>>>

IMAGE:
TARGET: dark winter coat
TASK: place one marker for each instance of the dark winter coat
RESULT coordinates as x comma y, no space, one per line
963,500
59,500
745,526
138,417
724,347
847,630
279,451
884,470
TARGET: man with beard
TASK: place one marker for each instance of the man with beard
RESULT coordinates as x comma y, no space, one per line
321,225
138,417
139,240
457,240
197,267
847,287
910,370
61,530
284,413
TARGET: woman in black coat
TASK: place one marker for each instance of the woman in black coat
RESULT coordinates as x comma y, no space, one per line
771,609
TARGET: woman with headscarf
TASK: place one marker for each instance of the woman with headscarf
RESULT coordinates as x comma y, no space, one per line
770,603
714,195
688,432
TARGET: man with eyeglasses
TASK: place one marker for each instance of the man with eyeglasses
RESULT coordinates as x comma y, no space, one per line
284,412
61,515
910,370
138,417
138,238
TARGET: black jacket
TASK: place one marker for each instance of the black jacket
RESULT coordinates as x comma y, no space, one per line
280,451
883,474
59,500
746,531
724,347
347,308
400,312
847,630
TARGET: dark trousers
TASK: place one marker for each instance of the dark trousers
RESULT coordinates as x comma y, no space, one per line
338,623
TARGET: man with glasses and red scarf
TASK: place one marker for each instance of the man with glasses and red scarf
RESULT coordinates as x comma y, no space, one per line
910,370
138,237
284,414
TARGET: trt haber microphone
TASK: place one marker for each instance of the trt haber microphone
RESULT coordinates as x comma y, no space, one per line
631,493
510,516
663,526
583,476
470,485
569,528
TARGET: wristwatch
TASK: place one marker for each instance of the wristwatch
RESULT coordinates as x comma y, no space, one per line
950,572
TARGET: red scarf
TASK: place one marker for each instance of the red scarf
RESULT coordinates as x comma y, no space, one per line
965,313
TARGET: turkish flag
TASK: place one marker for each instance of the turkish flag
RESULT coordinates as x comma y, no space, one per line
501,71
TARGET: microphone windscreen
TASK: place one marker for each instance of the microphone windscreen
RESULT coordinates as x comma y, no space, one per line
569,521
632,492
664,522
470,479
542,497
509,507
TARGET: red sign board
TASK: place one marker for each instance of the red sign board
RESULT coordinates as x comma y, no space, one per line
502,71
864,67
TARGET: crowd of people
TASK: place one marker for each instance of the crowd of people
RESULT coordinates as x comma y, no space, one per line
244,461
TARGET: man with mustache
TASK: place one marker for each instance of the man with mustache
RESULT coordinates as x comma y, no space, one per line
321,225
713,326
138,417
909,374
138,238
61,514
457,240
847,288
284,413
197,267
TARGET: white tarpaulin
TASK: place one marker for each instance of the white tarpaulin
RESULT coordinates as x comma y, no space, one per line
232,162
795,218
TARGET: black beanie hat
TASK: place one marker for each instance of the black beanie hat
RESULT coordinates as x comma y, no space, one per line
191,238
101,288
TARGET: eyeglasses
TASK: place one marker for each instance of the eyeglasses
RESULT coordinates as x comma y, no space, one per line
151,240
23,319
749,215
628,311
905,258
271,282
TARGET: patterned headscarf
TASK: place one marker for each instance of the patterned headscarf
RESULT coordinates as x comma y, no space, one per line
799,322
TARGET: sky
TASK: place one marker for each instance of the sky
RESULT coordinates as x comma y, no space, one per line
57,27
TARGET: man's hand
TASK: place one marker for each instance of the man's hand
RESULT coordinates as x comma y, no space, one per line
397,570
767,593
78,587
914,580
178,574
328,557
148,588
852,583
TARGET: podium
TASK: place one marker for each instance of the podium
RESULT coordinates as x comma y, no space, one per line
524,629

<<<

■ YOUR GOAL
From the first record to the last, print each one exactly.

■ ANSWER FOR THIS EXERCISE
IMAGE:
TARGET: dark winter coat
TASK: place one marker for each instance of the dark winter coat
RESULT coordinates as x comma y, no space, one per line
963,500
59,500
745,526
138,417
724,347
847,630
279,451
884,470
TARGET: man with beard
TASK: place one marker for each instance of the man with beard
RESULT coordinates as x comma y, no space, one per line
321,225
138,417
139,240
457,240
197,267
847,287
910,370
61,530
284,413
TARGET: woman in black coat
TASK: place one marker for each instance of the woman in black coat
RESULT coordinates as x comma y, no space, one per line
771,609
TARGET: woman with headscarf
TASK: place one marker for each instance of the woman with headscarf
RESULT coordinates as x comma y, no space, one per line
770,603
714,195
688,432
TARGET: man with eyeglasses
TASK: place one marker for each instance of the man with eyeglasses
RESULT coordinates as x comma y, no space, one per line
284,412
61,515
910,370
138,417
138,238
TARGET: black jacket
TASK: place one marker for each instance of the black jacket
RESULT coordinates as x comma y, no space, one per line
280,451
883,474
59,500
746,531
724,347
347,308
400,312
847,630
TARGET: dark trousers
TASK: place one marker for each instance of the dark trousers
RESULT coordinates as x comma y, no space, one per line
338,623
TARGET: man with glasses and red scarf
TASK: place one marker for each instance of the man with glasses and red scarf
RESULT coordinates as x comma y, no space, one per line
910,370
138,237
284,414
TARGET: trt haber microphone
TASK: place one marker for each instance of the trt haber microphone
RESULT coordinates as x comma y, no space, one per line
631,493
510,516
663,526
583,476
470,485
569,528
TARGET: wristwatch
TASK: place one marker for each instance of the wristwatch
RESULT coordinates as x comma y, no space, one per line
950,572
TARGET: red scarf
TASK: place one marker for each instance of the red scarf
RESULT coordinates as x comma y, no space, one per line
965,313
TARGET: turkish flag
TASK: place one marker for each instance of the turkish flag
RESULT coordinates as x comma y, no space, one per line
501,71
TARGET: microphone windscreen
TASK: place one marker for each instance of the microphone windscreen
RESULT coordinates as x comma y, no space, one per line
569,521
632,492
664,522
470,479
542,497
509,507
TARGET: red sign board
TASK: place one marker for each instance of the red sign board
RESULT coordinates as x comma y, no space, one per line
502,71
864,67
TARGET: crowd of people
TASK: place one marker for each instance of the crowd of people
RESULT coordinates as x comma y, no space, one per line
244,461
TARGET: man with mustache
TASK: place one marker for each instance of the man with mustache
RESULT coordinates as x comma y, no space, one per line
321,225
713,326
138,417
909,374
138,238
61,514
457,240
847,288
284,413
197,267
TARGET: white tarpaulin
TASK: place one marker for each instance of the white tarpaulin
RESULT coordinates as x comma y, no space, one per line
232,162
795,218
TARGET: black beanie hat
TASK: place one marker for each instance of the black beanie hat
RESULT coordinates as x comma y, no space, one per line
191,238
101,288
TARGET: eyeglasses
TASK: place one marker for each instance of the eyeglasses
RESULT coordinates as x comma y, no space, one per line
151,240
23,319
749,215
628,311
905,258
271,282
TARGET: patterned headscarf
TASK: place one marker for each instance of the patterned headscarf
RESULT coordinates as x comma y, no space, one per line
799,322
TARGET: sky
TASK: place one marker for each instance of the sky
RESULT coordinates as x comma y, no space, one per line
57,27
TARGET: man's hand
TASK: place one marker for each instance of the man's hand
RESULT coordinates as x comma y, no space, one per line
397,570
767,593
78,587
914,580
178,574
328,557
148,588
852,583
TARGET: podium
TASK: place one marker for each instance of the podium
RESULT coordinates as x comma y, no space, one per line
524,629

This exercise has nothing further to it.